CONSIGNE A:
Recopiez à l'identique les lignes des données, de celle qui contient « the road in the photo above. » jusqu'à la fin des données, ces deux bornes comprises.

TEXTE SOURCE:

Le Qatar, un oxymore
ou les prémisses d’une déconfiture
Point
n’est pourtant besoin d’être grand clerc
pour appréhender le Qatar, le nouveau
crésus de l’économie planétaire, au
fonctionnement sommaire, au décryptage
basique. Une charade simple à dénouer.
Un fils
qui évince son père est un parricide. Un
prince qui épouse la fille du chef de
l’opposition, en gage de sa loyauté, est
un Machiavel en herbe. Ou un gougnafier.
Un gouverneur qui sévit en tandem avec
son cousin, -le propre fils de l’ancien
émir destitué par le propre père de
l’actuel gouverneur-, en vue de mettre
l’émirat en coupe réglé est un
prédateur. Les Borgia de Florence
délocalisés à Qatargaz, quand bien même
octroie-t-il en guise de jeux de cirque,
un joujou Pin Pon à ses sujets, des
Porsche rutilantes à sa police.
L’attelage ainsi constitué est désigné
dans le langage académique comme étant
une relation tripolaire. Ou une
triangulation. Michel Audiard, célèbre
dialoguiste de cinéma du siècle dernier
au langage châtié, qualifiait jadis ce
genre de «combinazione» de «conjuration
de cloportes» ourdie par des prédateurs
machiavéliques. Autrement dit une
association de malfaiteurs. Au vu d’une
telle mystification, il aurait sans
doute tonné haut et fort contre qu’«il
ne faut pas prendre les enfants du Bon
Dieu pour des canards sauvages», encore
moins les vessies pour les lanternes,
intimant de cesser au plus vite ce «foutage
de gueule», si préjudiciable à ses
auteurs.
La chute
vertigineuse de l’audience d’Al Jazira
en porte témoignage. De «43 millions de
téléspectateurs quotidiens à 6
millions», selon Riadh Sidaoui,
directeur du Centre Arabe de Recherches
et d’Analyses Politiques et Sociales
(CARAPS), basé à Genève, qui explique
cette dégringolade par le traitement
partial de la chaîne qatariote du
«printemps arabe» au point de soutenir
la guerre coloniale de l’OTAN en Libye.
Le
roitelet d’un minuscule pays qui génère
un milliard de dollars de recettes par
jour dans un monde où l‘argent est roi
est ipso facto le Roi du Monde dans une
période où l’économie occidentale est en
crise systémique.

DONNÉES BRUTES:
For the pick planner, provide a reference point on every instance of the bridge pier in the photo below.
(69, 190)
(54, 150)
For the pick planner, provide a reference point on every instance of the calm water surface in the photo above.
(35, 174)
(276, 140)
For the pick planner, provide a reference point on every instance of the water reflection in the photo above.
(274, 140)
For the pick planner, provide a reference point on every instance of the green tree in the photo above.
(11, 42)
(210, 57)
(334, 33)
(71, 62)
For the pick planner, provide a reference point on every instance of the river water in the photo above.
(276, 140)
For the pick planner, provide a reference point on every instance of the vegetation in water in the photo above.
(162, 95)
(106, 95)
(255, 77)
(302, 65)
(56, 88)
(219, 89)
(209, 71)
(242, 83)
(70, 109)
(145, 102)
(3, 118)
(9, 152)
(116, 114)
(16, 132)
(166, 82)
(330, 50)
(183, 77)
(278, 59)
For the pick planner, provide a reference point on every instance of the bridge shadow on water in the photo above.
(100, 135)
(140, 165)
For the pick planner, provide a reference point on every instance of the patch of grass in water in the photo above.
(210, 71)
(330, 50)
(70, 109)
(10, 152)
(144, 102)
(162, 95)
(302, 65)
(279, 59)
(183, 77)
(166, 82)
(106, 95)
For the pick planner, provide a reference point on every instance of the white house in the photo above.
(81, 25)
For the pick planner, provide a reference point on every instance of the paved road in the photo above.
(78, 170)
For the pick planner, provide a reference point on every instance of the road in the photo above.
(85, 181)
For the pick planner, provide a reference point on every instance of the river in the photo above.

CONSIGNE B:
D'après le texte sur le Qatar, à combien de téléspectateurs quotidiens l'audience d'Al Jazira est-elle tombée ?

BONNE RÉPONSE A:
For the pick planner, provide a reference point on every instance of the road in the photo above.
(85, 181)
For the pick planner, provide a reference point on every instance of the river in the photo above.

BONNE RÉPONSE B:
À 6 millions, contre 43 millions auparavant.